When a record holds a picture, leave the picture out and copy everything else exactly.

# # # # #

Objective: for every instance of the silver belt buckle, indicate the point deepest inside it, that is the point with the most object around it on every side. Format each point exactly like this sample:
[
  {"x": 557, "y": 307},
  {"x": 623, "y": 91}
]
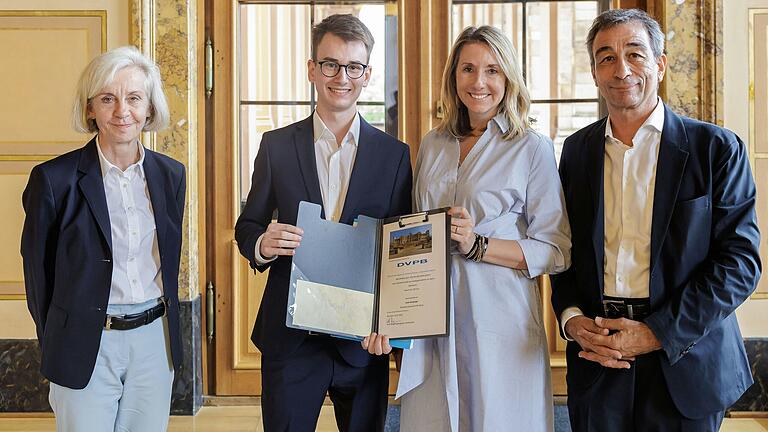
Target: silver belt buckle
[
  {"x": 108, "y": 325},
  {"x": 606, "y": 303}
]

# # # # #

§ The completed task:
Objective: for every instance of the silver belt buckle, indicate the point deepest inside it, that is the point with the most object around it on every side. Format each point exactly like this sample:
[
  {"x": 557, "y": 307},
  {"x": 623, "y": 91}
]
Target: silver belt buckle
[
  {"x": 108, "y": 325},
  {"x": 606, "y": 303}
]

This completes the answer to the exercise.